§ **DO THIS**: Below are records; extract exactly the lines from the one containing "Planogram-check task. Target: tree" through the last, both included, and keep the pictures out.

──────── MATERIAL FOR THE TASK ────────

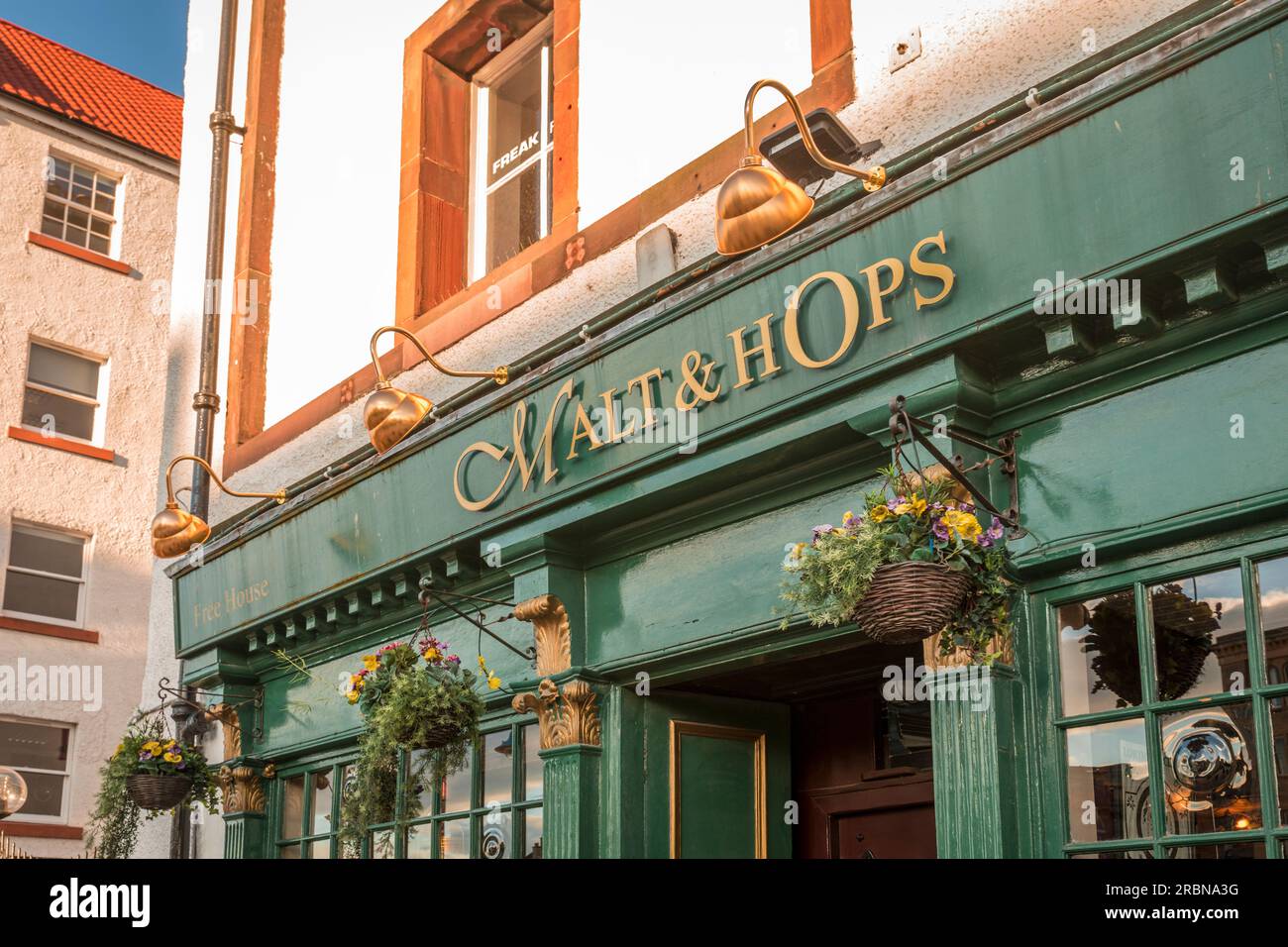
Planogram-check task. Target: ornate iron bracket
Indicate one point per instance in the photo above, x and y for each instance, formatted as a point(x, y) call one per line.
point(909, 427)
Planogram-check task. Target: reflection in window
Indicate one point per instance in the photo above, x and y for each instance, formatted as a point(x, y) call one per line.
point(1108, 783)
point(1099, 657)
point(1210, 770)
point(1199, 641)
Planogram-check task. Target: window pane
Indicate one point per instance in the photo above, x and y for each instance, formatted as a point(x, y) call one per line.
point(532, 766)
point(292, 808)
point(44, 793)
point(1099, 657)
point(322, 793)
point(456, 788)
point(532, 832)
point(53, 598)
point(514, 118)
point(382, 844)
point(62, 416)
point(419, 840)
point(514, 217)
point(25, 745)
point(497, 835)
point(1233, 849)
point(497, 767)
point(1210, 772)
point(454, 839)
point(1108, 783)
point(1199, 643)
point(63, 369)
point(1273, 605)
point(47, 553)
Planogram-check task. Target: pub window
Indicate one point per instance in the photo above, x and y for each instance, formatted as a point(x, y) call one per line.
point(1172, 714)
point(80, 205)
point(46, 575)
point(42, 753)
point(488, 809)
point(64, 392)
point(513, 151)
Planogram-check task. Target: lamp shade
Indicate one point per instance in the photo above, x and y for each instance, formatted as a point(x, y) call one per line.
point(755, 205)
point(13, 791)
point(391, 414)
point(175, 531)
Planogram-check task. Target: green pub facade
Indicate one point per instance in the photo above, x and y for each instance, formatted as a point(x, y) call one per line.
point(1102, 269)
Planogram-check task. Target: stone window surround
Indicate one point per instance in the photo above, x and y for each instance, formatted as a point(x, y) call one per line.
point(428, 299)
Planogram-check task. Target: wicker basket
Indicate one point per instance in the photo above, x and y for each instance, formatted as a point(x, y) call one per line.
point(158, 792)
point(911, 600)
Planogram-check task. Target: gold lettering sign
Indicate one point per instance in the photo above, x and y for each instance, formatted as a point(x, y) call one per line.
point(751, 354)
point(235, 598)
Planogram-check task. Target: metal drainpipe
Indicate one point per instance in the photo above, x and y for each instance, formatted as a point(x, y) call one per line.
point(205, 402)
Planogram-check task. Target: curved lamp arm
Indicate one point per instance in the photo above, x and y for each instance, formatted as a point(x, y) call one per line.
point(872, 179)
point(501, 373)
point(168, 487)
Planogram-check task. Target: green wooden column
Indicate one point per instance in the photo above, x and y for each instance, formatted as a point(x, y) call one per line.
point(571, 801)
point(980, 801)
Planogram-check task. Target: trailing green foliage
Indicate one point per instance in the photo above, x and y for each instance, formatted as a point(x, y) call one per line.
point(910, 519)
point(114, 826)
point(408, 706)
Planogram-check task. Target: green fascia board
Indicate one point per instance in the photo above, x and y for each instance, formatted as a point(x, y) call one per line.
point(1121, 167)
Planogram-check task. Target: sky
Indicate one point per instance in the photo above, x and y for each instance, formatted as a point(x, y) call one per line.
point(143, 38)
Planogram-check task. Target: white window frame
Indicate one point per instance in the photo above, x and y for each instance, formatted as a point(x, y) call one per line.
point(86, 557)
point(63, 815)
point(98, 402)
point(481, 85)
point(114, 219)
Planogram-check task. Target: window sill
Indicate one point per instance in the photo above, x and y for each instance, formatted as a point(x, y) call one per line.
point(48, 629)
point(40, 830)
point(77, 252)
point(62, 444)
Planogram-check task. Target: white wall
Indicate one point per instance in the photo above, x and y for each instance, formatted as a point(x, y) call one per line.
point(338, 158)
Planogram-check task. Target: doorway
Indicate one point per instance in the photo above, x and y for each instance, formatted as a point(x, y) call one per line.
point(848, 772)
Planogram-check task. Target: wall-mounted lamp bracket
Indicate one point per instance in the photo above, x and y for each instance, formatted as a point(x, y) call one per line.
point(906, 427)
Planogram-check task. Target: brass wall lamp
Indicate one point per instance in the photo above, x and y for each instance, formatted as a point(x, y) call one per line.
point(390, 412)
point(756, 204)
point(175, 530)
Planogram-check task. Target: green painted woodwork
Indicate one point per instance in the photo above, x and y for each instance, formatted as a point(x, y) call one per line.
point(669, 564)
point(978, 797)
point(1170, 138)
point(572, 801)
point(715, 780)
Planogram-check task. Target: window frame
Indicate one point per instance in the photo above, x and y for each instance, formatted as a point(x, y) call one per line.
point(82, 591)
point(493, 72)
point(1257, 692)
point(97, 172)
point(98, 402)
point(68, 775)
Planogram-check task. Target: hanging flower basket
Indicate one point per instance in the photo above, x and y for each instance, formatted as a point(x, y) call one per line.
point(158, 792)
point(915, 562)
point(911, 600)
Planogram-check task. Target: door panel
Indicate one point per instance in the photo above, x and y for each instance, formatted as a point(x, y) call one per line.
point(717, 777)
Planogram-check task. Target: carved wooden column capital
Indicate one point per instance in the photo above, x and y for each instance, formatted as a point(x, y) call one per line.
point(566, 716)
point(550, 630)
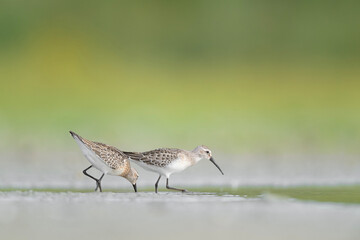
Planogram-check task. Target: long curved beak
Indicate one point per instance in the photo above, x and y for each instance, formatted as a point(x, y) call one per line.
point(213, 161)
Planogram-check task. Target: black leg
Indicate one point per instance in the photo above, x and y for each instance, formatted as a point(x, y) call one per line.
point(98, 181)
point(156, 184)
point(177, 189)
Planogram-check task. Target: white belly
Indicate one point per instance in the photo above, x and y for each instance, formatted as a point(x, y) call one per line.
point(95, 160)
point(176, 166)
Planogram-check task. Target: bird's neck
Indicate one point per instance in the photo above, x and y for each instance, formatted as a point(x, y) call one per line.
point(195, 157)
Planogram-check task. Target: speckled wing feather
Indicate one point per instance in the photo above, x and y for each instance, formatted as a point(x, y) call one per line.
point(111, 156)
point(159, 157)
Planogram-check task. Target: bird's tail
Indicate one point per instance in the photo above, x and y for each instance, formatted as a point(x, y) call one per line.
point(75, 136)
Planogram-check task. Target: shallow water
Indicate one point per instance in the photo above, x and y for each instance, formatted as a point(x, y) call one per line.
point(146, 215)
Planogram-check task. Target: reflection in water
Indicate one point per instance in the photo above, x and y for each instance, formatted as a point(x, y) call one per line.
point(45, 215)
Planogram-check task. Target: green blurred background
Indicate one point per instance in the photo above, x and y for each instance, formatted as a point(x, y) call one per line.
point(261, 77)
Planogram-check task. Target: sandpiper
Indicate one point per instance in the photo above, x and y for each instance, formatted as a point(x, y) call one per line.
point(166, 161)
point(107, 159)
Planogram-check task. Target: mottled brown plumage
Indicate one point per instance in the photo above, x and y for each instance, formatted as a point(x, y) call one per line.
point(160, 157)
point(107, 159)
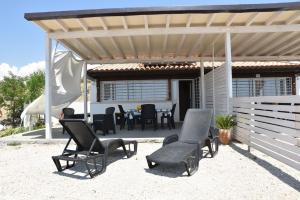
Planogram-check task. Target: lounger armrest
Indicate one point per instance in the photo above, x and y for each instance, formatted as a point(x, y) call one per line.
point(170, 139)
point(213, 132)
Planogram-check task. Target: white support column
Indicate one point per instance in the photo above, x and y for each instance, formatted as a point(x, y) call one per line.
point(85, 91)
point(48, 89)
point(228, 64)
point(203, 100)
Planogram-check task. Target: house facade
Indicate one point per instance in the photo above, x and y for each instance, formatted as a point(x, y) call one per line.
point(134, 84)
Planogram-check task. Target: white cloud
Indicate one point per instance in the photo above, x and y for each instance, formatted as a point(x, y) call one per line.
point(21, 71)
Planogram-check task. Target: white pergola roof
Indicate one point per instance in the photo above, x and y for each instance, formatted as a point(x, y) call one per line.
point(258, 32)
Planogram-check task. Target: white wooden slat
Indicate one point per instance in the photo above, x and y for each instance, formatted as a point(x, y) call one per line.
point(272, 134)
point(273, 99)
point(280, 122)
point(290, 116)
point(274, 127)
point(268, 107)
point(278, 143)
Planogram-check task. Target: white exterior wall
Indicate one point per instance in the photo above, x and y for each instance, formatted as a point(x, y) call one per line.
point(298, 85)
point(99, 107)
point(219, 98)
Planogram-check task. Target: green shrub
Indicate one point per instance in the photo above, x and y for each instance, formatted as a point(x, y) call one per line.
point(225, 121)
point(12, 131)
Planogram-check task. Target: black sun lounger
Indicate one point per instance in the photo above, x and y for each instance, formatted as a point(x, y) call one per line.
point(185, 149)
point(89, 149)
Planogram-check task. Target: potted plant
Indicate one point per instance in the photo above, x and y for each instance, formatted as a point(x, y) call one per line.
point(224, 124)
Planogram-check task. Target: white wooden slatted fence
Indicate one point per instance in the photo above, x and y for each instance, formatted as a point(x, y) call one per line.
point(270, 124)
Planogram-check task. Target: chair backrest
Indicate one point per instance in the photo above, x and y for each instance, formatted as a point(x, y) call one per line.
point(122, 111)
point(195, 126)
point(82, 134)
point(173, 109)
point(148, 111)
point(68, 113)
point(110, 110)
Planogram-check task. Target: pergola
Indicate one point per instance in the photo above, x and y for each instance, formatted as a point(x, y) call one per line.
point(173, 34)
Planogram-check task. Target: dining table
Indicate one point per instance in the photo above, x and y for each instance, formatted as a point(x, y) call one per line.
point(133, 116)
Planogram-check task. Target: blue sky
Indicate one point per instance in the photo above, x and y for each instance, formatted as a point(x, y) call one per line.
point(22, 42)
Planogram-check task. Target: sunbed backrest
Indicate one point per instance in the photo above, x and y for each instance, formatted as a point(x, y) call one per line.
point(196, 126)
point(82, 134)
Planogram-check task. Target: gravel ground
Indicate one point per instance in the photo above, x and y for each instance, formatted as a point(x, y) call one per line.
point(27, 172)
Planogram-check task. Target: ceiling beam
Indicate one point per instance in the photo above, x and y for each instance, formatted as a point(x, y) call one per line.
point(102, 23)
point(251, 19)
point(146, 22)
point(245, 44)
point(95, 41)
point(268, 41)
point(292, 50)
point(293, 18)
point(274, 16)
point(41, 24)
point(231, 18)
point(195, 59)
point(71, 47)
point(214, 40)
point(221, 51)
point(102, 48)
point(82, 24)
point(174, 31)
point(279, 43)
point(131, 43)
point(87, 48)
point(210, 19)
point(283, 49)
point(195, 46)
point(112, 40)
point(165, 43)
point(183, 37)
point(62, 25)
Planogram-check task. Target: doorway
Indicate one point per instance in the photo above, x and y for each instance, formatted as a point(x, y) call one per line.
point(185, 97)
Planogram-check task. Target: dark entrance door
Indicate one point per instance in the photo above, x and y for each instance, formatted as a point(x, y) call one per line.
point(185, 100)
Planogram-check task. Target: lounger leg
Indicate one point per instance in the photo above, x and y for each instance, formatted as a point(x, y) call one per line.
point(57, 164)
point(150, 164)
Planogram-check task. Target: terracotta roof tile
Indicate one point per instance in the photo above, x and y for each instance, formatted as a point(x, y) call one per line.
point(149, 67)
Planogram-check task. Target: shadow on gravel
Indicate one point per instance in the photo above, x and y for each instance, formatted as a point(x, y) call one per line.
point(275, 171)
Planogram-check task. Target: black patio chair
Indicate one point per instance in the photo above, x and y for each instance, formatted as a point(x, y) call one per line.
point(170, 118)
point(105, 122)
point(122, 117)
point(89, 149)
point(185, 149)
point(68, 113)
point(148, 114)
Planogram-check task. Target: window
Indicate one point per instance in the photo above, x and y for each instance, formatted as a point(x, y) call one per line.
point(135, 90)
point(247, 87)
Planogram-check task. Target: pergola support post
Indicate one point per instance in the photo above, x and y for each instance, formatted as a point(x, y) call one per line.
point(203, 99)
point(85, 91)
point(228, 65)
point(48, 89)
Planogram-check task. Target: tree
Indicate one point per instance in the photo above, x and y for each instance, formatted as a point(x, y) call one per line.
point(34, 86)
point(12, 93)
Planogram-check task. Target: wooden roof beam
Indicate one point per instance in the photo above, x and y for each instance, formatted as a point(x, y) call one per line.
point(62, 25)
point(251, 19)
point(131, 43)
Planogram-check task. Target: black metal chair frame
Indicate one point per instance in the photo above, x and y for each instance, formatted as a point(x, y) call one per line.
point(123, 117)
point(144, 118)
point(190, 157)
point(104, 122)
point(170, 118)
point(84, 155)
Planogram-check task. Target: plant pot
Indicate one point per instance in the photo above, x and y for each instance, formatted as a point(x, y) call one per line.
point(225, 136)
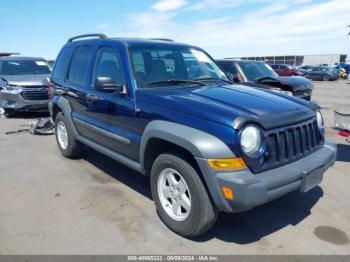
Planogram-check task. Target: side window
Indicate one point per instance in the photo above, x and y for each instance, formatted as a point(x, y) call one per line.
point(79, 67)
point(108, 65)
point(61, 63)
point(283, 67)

────────

§ **TASK ANSWER**:
Planogram-check task. Target: tree
Indicate one point per instance in the photo above, x and y for each instance, formatted as a point(x, y) call one per line.
point(34, 86)
point(12, 93)
Planogram-check task. Target: wooden roof beam
Indicate one point per instance in the photo above, x and y for each instance, formatted as a point(x, y) call one per line.
point(62, 25)
point(251, 19)
point(131, 43)
Planogram-check task. Target: black metal chair frame
Indicate one point per instance in the photo above, x and y for each instance, formatted as a point(x, y) call one per line.
point(123, 117)
point(144, 118)
point(190, 157)
point(104, 122)
point(170, 118)
point(84, 155)
Planogram-check task. Target: plant pot
Indicate one point per instance in the photo above, x and y for each instance, formatted as a point(x, y) call one per line.
point(225, 136)
Planogram-check task. Target: side window
Indicate one point per instance in the photo above, x and y for each instance, formatted as a point(x, y) call one per line.
point(79, 67)
point(108, 65)
point(61, 63)
point(283, 67)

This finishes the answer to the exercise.